* _SOURCE EXTRACT_

Week 9

Transport Layer (Part 2) - TCP & Applications

1. Demultiplexing Review

How the receiver directs an incoming transport-layer segment to the correct application socket.

• UDP (Connectionless): Uses a 2-tuple (Destination IP, Destination Port).
  • If two different clients send a segment to the same Destination IP/Port, they are directed into the exact same socket.
• TCP (Connection-Oriented): Uses a 4-tuple (Source IP, Source Port, Destination IP, Destination Port).
  • A server (e.g., a web server on Port 80) spawns a new, dedicated socket for every unique client connection.

2. TCP: Transmission Control Protocol

Provides reliable, in-order, full-duplex byte-stream delivery.

• Segment Structure:
  • Sequence Number: The byte-stream number of the first byte of data in this segment.
  • Acknowledgment Number: The sequence number of the next byte the receiver expects. (Cumulative ACKs).
  • Receive Window (rwnd): Used for Flow Control.
• Connection Management (Handshake):
  • Open: 3-Way Handshake (SYN $\to$ SYNACK $\to$ ACK).
  • Close: Both sides send a FIN and reply with an ACK.

3. TCP Reliability Mechanisms

TCP creates reliable data transfer on top of IP’s unreliable service using pipelining, cumulative ACKs, and a single retransmission timer.

* _DATA RECORDS_
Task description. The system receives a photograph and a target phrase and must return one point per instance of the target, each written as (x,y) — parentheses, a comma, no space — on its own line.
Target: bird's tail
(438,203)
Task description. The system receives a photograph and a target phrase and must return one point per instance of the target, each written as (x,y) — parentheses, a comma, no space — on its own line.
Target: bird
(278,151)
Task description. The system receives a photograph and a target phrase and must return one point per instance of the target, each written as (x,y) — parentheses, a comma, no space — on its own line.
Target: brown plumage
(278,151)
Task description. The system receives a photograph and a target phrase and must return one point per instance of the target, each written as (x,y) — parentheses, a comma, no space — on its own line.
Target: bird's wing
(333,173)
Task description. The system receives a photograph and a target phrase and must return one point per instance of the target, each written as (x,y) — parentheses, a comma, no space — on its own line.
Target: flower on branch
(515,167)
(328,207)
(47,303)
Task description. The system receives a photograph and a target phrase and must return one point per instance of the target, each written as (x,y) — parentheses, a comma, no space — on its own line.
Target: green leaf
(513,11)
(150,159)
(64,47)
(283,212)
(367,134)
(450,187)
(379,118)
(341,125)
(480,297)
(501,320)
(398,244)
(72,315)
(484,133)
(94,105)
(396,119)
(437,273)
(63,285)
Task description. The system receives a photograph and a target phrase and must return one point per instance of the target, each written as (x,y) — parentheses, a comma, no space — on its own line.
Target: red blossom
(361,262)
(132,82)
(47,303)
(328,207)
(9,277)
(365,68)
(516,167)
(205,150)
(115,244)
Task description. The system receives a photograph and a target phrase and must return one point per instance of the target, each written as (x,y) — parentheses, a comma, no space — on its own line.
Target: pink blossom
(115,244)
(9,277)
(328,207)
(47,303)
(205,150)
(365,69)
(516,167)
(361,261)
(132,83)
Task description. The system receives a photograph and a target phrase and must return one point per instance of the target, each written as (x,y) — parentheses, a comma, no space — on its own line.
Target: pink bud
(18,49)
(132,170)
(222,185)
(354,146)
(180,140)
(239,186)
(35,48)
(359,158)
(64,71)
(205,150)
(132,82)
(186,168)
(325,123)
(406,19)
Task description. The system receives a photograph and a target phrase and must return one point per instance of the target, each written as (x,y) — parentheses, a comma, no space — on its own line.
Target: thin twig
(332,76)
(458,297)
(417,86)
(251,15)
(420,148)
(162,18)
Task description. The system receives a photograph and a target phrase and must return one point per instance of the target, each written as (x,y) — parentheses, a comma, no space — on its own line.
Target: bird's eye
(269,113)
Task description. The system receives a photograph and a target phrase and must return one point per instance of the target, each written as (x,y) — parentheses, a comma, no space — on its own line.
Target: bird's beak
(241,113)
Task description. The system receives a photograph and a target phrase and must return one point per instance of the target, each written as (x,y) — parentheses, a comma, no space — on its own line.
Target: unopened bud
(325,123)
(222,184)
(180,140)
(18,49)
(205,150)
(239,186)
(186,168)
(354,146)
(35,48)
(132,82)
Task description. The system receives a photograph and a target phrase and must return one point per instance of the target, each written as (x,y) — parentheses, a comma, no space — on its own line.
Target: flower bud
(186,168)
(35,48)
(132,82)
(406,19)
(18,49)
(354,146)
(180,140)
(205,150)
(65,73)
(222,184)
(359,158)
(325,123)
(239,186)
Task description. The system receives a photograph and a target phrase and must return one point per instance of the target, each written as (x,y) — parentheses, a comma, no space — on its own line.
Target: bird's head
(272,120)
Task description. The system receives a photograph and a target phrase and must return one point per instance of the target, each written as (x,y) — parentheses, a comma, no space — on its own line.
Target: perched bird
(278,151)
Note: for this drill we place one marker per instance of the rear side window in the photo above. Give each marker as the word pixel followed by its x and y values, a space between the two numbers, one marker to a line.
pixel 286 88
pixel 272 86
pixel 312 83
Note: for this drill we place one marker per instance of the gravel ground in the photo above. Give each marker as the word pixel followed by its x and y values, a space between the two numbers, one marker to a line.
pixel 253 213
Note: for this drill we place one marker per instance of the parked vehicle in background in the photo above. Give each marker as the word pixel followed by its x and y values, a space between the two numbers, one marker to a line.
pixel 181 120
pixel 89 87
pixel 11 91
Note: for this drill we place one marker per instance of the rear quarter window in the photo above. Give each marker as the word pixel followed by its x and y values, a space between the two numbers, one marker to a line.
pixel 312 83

* _STATED TASK A_
Translate this sentence from the TCP notes into Spanish: "TCP creates reliable data transfer on top of IP’s unreliable service using pipelining, cumulative ACKs, and a single retransmission timer."
* _STATED TASK B_
Please update the TCP notes starting at "1. Demultiplexing Review" and ending at "(Destination IP, Destination Port).", changing "receiver" to "destination host".

* _RESULT A_
TCP crea una transferencia de datos confiable sobre el servicio no confiable de IP usando pipelining, ACK acumulativos y un único temporizador de retransmisión.

* _RESULT B_
1. Demultiplexing Review

How the destination host directs an incoming transport-layer segment to the correct application socket.

• UDP (Connectionless): Uses a 2-tuple (Destination IP, Destination Port).